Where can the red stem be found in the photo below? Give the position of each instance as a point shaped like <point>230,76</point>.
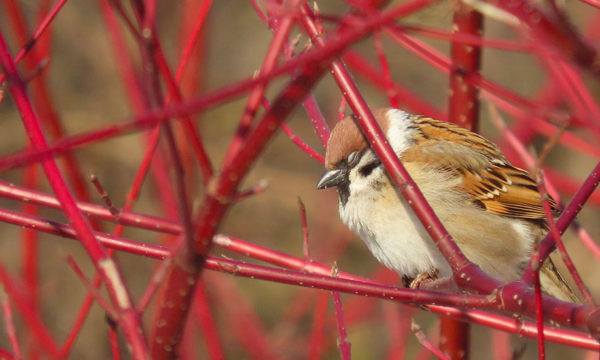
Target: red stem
<point>9,324</point>
<point>128,319</point>
<point>318,327</point>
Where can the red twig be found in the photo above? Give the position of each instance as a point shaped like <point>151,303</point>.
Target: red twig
<point>318,327</point>
<point>9,324</point>
<point>566,217</point>
<point>37,34</point>
<point>560,244</point>
<point>343,343</point>
<point>424,340</point>
<point>128,319</point>
<point>92,290</point>
<point>539,313</point>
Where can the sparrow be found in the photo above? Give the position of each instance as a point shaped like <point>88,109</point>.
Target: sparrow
<point>492,209</point>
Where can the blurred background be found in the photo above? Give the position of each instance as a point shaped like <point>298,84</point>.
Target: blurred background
<point>82,76</point>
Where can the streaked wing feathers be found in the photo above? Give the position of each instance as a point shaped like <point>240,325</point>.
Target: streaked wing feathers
<point>488,177</point>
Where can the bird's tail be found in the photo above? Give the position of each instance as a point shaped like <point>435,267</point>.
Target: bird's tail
<point>555,285</point>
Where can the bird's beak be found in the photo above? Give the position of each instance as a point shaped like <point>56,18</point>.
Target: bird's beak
<point>331,178</point>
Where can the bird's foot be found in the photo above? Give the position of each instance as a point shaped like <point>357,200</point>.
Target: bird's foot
<point>423,279</point>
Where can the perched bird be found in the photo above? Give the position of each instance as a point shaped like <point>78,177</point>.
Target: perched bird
<point>492,209</point>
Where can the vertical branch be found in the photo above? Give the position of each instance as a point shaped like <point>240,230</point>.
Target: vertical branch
<point>463,107</point>
<point>463,110</point>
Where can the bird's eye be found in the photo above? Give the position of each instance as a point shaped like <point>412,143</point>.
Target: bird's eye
<point>366,170</point>
<point>352,159</point>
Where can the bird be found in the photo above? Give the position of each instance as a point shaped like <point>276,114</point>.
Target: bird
<point>491,208</point>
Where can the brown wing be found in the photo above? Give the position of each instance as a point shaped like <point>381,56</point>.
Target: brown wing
<point>488,177</point>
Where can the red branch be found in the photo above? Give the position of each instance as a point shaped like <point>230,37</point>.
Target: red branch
<point>128,318</point>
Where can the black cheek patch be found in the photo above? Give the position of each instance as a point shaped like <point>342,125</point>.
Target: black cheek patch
<point>343,192</point>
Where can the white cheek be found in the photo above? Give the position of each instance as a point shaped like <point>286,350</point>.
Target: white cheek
<point>399,133</point>
<point>391,231</point>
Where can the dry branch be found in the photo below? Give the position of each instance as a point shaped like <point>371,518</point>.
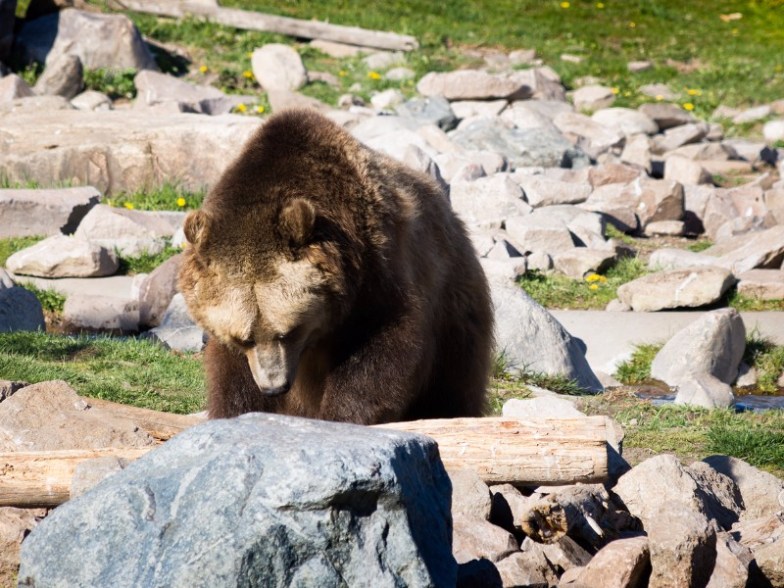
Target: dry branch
<point>257,21</point>
<point>555,451</point>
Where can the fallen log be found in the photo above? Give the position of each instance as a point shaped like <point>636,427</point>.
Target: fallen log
<point>553,451</point>
<point>257,21</point>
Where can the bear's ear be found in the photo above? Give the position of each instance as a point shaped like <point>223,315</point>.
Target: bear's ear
<point>297,220</point>
<point>195,226</point>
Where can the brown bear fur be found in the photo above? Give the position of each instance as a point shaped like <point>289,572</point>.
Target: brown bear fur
<point>335,283</point>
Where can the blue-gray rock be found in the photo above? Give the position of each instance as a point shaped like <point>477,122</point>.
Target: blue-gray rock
<point>434,110</point>
<point>542,146</point>
<point>260,500</point>
<point>20,310</point>
<point>530,339</point>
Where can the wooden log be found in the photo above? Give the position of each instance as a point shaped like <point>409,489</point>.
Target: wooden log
<point>257,21</point>
<point>553,451</point>
<point>32,479</point>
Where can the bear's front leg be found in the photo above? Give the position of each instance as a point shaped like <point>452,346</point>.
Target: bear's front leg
<point>379,379</point>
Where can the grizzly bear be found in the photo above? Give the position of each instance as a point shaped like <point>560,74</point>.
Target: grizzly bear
<point>335,283</point>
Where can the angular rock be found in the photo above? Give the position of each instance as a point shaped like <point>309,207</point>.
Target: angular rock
<point>623,563</point>
<point>682,288</point>
<point>528,569</point>
<point>129,232</point>
<point>592,98</point>
<point>762,493</point>
<point>50,416</point>
<point>101,313</point>
<point>531,339</point>
<point>580,261</point>
<point>666,116</point>
<point>12,87</point>
<point>45,212</point>
<point>543,191</point>
<point>762,284</point>
<point>20,309</point>
<point>470,495</point>
<point>62,76</point>
<point>157,290</point>
<point>155,88</point>
<point>15,524</point>
<point>224,503</point>
<point>585,133</point>
<point>61,256</point>
<point>626,120</point>
<point>120,151</point>
<point>520,147</point>
<point>278,67</point>
<point>487,202</point>
<point>713,344</point>
<point>685,171</point>
<point>177,330</point>
<point>470,84</point>
<point>107,41</point>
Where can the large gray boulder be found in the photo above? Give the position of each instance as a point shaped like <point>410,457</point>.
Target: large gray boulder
<point>530,339</point>
<point>260,500</point>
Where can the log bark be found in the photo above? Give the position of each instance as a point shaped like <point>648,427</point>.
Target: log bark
<point>257,21</point>
<point>553,451</point>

——————————

### WORK TO BE COMPLETED
The data above should be repeated exactly, minus any pictures.

### TASK ANSWER
Where can the red stem be found in the photo below? Give the position of each instance as a point shaped like <point>230,76</point>.
Target: red stem
<point>9,324</point>
<point>128,319</point>
<point>318,327</point>
Where can the red twig be found in the photo above? Give the position of each instance as a point shaped like <point>151,303</point>.
Target: red twig
<point>318,327</point>
<point>9,324</point>
<point>566,217</point>
<point>37,34</point>
<point>560,244</point>
<point>343,343</point>
<point>424,340</point>
<point>128,319</point>
<point>92,290</point>
<point>539,313</point>
Where can the sparrow be found in the photo above? Give the position of each instance as a point shaped like <point>88,109</point>.
Target: sparrow
<point>492,209</point>
Where can the blurred background be found in the photo above? Give the position of each instance as a point shaped like <point>298,84</point>.
Target: blurred background
<point>82,76</point>
Where can the streaked wing feathers be found in the photo above? Give the position of each instance as a point shaped like <point>240,325</point>.
Target: streaked wing feathers
<point>488,177</point>
Where can the bird's tail be found in the photo above? Give the position of each instance as a point shaped like <point>435,267</point>.
Target: bird's tail
<point>555,285</point>
Where can the bird's beak be found in the photo above? Give the position of each instance as a point shaped like <point>56,18</point>.
Target: bird's beak
<point>331,178</point>
Where can the bird's foot be found in the photo above? Give the position of each instance as a point shaped like <point>357,200</point>.
Target: bird's foot
<point>423,279</point>
Where can the perched bird be found in the photo above? Give the position of each instance as a point shaped like <point>78,177</point>.
Target: perched bird
<point>492,209</point>
Where can the vertical branch be found in the photo above? Give the position of each instance as a point shaped like <point>240,230</point>.
Target: vertical branch
<point>463,107</point>
<point>463,110</point>
Where can the bird's eye be found in the photo above? Give the position of each instance as a point shaped like <point>412,143</point>.
Target: bird's eye
<point>366,170</point>
<point>352,159</point>
Where can the bird be found in the photo above? Give the position of each instance as a point shaped like <point>276,114</point>.
Target: bird
<point>491,208</point>
Where can the brown wing be found in the photo above? Give the position of each instance as a point shaped like <point>381,56</point>.
Target: brown wing
<point>488,177</point>
Where can the red branch be found in the photo above? Give the position of each instance as a point shaped like <point>230,37</point>.
Target: red branch
<point>128,318</point>
Where can the black cheek patch be found in the photo above? Give the position of each instance as a point shaped like <point>342,125</point>.
Target: black cheek patch
<point>343,192</point>
Where can the white cheek be found in the photo above? Give the position of each instance as a point shaped like <point>286,350</point>.
Target: white cheek
<point>399,133</point>
<point>391,231</point>
Where can the dry branch be found in the photo below? Give the position of each instance as a point shaped like <point>371,518</point>.
Target: dry branch
<point>257,21</point>
<point>555,451</point>
Where can the fallen log be found in the photo above? Give the position of each instance as a point shaped like <point>636,427</point>.
Target: fallen log
<point>553,451</point>
<point>257,21</point>
Where can the bear's ear be found in the photo above? Give the position of each instance as a point shaped like <point>223,315</point>.
Target: bear's ear
<point>297,220</point>
<point>195,226</point>
Where can the brown bear fur be found in the photo above? Give the position of each instance as a point shaped like <point>289,572</point>.
Target: brown bear fur
<point>335,283</point>
Where can the blue-gray rock be found in the photo above? Give the position of each instance as a point shaped like <point>477,122</point>.
Target: blue-gray rock
<point>434,110</point>
<point>542,146</point>
<point>260,500</point>
<point>20,310</point>
<point>530,339</point>
Where can the wooden log be found in the photo above? Give the position of each instance as a point shaped like <point>409,489</point>.
Target: wooden log
<point>257,21</point>
<point>553,451</point>
<point>32,479</point>
Where can the bear's front leg be found in the photo above? Give the position of each instance as a point shaped like <point>452,346</point>.
Target: bear's front leg
<point>379,379</point>
Where can the grizzly bear be found in the photo above? Give the position of each instance as a point shaped like <point>560,74</point>.
Target: grizzly bear
<point>335,283</point>
Where can the angular rock be found in the photo above? Give the position of each instance as a point shaped like <point>309,207</point>.
Target: angular rock
<point>623,563</point>
<point>682,288</point>
<point>528,569</point>
<point>129,232</point>
<point>592,98</point>
<point>762,493</point>
<point>50,416</point>
<point>101,313</point>
<point>531,339</point>
<point>580,261</point>
<point>666,116</point>
<point>12,87</point>
<point>45,212</point>
<point>543,191</point>
<point>762,284</point>
<point>20,309</point>
<point>470,495</point>
<point>62,76</point>
<point>157,290</point>
<point>155,88</point>
<point>15,524</point>
<point>224,503</point>
<point>585,133</point>
<point>61,256</point>
<point>626,120</point>
<point>120,151</point>
<point>520,147</point>
<point>278,67</point>
<point>487,202</point>
<point>713,344</point>
<point>685,171</point>
<point>177,330</point>
<point>470,84</point>
<point>107,41</point>
Where can the large gray boulder be found in the photo above? Give the position of each instance as a point shaped like <point>410,457</point>.
Target: large gray boulder
<point>530,339</point>
<point>260,500</point>
Where can the log bark be found in the photo above? Give the position of each instance as a point shaped like <point>648,427</point>.
Target: log bark
<point>257,21</point>
<point>553,451</point>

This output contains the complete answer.